### TASK DIRECTIONS
Check each line of the data below for the word "shrub", then extract the ones that have it.

Dataset entries:
== Segment start ==

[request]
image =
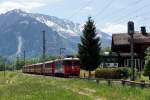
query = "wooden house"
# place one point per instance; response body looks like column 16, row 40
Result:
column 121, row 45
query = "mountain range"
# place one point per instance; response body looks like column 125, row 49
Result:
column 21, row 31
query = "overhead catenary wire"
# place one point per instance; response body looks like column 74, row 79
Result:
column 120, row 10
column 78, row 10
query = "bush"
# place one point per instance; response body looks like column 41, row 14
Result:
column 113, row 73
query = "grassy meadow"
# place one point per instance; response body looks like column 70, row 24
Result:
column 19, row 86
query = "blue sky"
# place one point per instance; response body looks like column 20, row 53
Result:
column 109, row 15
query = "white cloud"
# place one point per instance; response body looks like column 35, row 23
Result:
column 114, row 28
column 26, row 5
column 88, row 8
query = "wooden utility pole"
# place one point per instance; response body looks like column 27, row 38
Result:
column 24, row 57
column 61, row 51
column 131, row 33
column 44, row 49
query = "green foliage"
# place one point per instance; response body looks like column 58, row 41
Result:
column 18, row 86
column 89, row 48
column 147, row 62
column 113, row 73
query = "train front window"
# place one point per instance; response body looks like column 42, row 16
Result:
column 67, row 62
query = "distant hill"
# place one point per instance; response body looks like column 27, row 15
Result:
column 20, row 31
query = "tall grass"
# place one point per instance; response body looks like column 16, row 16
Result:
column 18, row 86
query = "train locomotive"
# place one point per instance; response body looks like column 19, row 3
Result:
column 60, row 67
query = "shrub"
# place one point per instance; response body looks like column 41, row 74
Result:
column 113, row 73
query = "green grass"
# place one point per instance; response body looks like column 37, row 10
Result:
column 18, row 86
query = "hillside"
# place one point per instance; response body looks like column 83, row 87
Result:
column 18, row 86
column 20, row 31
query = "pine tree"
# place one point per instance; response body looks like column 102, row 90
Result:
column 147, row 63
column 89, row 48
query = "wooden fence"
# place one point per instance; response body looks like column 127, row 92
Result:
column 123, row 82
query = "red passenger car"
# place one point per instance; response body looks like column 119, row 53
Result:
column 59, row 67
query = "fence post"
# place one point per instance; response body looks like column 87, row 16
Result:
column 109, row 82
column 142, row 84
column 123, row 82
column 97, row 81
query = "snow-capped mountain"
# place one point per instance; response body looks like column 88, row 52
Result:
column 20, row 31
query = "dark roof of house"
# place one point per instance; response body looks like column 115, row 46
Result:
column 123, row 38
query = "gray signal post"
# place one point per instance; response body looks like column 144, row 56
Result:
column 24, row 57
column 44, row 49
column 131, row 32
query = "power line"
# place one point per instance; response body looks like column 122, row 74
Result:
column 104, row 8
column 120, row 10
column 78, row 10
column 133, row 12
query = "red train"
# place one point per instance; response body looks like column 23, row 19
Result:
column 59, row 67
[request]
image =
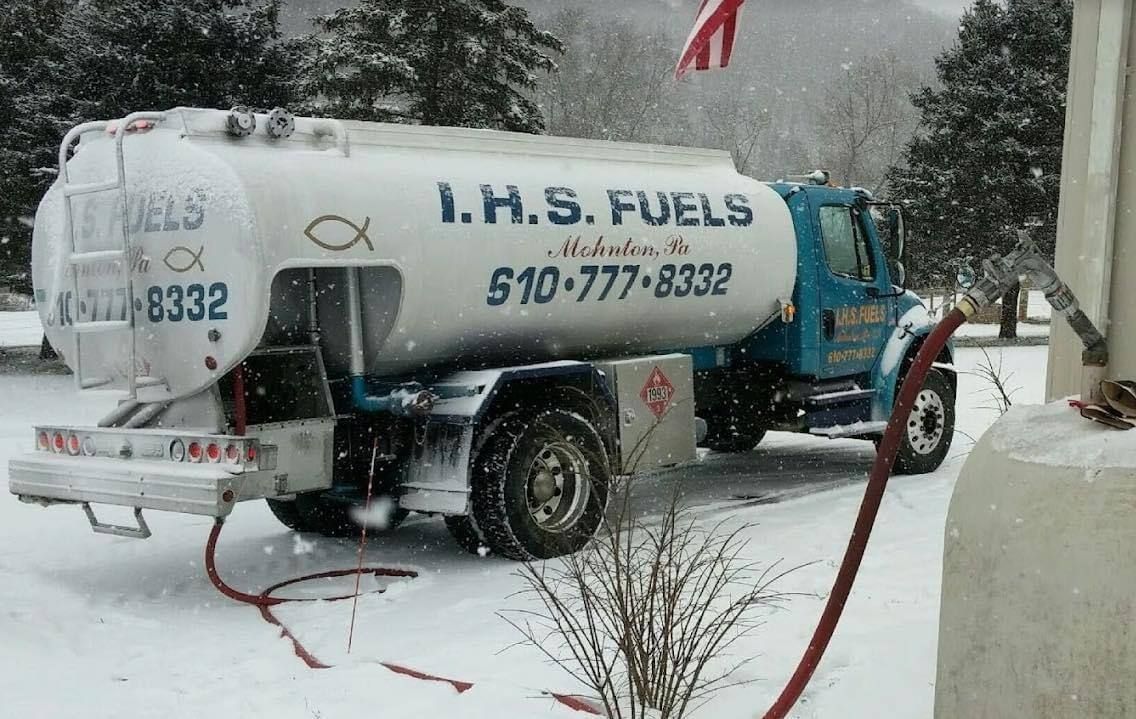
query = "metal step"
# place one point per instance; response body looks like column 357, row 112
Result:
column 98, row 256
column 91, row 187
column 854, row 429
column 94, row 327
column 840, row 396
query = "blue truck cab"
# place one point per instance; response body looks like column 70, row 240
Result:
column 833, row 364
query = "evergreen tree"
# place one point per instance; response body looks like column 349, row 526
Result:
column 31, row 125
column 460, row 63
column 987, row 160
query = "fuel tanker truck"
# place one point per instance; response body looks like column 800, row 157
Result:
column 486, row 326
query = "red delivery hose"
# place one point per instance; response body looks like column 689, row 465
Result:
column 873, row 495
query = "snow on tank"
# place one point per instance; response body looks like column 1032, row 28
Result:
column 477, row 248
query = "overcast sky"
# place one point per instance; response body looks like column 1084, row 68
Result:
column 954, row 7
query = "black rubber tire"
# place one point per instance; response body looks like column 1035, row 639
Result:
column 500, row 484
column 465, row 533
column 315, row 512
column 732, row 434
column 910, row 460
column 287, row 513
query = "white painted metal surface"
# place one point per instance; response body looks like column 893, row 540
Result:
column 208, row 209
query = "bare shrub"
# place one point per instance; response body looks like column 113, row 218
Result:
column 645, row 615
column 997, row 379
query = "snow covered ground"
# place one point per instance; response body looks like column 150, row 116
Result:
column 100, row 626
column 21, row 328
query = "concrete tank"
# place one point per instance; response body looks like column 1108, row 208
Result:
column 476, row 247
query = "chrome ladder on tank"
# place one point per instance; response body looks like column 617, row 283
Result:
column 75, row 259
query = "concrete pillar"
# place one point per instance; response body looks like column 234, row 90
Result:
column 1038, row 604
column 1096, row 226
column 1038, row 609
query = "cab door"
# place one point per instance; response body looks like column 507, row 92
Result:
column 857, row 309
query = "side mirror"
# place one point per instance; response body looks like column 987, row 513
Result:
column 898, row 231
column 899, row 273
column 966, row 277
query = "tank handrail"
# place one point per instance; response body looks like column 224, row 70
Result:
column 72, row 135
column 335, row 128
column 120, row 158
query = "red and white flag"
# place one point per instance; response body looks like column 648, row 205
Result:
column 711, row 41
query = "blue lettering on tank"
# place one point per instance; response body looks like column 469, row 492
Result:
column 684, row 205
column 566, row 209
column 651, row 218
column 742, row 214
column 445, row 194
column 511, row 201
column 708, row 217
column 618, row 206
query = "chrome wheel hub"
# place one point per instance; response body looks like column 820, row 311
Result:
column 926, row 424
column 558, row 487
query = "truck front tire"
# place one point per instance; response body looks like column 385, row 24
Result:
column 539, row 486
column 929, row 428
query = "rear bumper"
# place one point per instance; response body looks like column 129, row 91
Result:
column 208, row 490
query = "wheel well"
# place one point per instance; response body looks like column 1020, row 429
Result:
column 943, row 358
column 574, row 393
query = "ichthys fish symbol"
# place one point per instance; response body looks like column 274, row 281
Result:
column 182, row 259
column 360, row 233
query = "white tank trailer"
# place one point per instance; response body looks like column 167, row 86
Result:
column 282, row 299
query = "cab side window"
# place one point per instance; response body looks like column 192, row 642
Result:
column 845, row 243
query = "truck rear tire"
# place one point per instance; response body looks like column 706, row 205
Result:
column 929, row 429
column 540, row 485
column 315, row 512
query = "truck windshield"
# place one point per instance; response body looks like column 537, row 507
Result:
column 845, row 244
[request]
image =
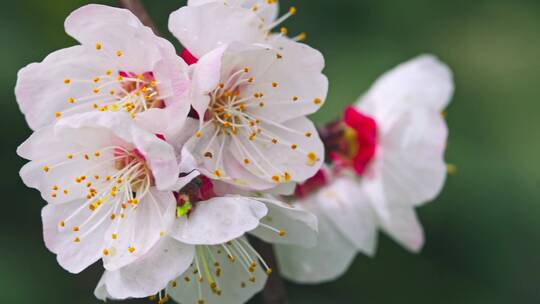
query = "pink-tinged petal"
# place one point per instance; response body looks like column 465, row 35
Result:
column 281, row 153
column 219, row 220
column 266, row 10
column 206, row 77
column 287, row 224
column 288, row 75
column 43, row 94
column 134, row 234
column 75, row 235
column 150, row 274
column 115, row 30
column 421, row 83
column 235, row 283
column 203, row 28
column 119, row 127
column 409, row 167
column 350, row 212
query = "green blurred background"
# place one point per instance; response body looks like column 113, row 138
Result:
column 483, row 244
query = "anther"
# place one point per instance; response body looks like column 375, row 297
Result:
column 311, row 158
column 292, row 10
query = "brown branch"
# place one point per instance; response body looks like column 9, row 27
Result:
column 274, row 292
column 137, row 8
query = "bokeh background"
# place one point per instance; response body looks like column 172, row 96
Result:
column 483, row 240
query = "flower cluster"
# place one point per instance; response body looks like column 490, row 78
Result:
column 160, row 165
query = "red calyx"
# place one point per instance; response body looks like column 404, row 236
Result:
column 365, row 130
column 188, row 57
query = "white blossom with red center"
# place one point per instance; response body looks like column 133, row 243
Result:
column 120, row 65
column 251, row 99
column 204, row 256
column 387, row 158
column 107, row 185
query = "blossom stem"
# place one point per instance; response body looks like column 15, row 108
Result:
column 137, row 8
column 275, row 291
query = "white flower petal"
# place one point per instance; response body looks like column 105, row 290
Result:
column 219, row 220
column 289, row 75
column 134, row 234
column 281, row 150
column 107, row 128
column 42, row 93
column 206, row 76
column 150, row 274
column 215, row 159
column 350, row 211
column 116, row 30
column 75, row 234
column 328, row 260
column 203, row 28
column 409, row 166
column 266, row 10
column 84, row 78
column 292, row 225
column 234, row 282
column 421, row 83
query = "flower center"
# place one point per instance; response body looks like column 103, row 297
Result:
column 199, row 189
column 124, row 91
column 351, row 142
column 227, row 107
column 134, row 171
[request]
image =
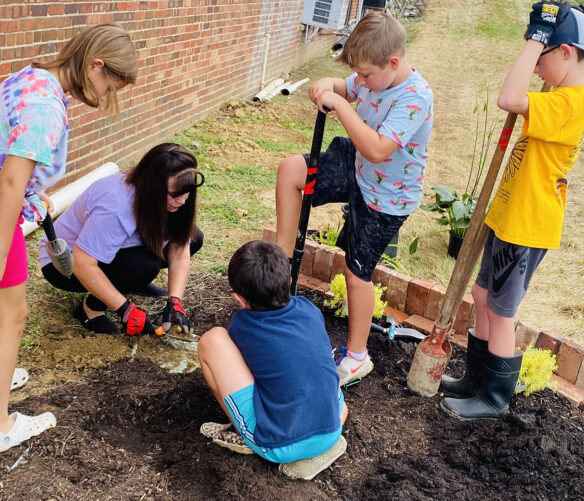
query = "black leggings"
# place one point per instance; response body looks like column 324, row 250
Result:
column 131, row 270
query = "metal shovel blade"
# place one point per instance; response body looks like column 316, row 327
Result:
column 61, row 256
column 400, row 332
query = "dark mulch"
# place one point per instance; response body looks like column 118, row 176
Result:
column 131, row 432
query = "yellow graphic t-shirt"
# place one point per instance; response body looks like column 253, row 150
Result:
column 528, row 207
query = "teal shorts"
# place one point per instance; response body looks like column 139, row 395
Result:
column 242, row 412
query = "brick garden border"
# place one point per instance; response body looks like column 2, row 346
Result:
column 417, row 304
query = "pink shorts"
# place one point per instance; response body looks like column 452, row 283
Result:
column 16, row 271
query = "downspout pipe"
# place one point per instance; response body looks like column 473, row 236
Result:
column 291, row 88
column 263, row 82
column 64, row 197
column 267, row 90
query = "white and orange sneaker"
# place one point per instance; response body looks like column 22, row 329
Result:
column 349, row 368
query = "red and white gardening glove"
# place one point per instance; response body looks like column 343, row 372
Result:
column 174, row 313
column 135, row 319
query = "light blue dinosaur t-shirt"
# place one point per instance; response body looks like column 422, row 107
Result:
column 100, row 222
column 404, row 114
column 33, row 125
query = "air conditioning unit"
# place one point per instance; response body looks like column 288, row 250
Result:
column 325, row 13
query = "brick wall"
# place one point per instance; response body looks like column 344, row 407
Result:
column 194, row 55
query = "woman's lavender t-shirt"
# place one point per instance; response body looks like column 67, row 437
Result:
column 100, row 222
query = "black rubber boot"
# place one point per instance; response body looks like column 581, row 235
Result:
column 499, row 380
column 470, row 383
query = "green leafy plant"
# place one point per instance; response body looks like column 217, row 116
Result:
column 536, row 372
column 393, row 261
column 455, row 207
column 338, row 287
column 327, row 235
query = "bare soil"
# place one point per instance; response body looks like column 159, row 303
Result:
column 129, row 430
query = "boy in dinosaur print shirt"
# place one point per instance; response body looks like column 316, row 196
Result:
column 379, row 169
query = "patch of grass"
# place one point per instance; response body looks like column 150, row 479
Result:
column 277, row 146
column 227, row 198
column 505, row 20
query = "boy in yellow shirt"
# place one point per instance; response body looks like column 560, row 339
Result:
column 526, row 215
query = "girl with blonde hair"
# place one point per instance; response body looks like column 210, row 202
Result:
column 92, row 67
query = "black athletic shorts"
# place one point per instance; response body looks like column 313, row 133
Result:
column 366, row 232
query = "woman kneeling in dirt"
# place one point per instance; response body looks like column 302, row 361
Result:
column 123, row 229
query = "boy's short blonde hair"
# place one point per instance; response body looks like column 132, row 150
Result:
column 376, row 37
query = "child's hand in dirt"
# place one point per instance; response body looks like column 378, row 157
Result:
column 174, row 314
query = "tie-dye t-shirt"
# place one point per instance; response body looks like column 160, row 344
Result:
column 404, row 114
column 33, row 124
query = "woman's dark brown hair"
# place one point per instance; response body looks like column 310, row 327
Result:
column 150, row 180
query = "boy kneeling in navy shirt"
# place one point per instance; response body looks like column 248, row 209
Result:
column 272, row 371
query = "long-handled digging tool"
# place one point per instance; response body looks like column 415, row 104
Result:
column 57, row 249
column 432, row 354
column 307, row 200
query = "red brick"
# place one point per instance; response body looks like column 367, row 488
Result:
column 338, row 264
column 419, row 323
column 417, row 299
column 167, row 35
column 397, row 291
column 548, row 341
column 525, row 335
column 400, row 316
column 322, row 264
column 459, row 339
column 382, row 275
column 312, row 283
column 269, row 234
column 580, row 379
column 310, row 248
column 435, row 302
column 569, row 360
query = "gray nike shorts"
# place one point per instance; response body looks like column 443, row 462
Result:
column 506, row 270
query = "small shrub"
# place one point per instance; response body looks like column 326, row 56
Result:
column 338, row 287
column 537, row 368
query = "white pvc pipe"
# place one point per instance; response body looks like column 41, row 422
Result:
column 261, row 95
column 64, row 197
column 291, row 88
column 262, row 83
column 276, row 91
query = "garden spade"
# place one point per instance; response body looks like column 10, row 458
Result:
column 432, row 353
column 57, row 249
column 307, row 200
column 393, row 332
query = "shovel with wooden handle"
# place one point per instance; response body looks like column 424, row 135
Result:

== Segment end ==

### ANSWER SECTION
query = "shrub"
query = "bare shrub"
query = "small shrub"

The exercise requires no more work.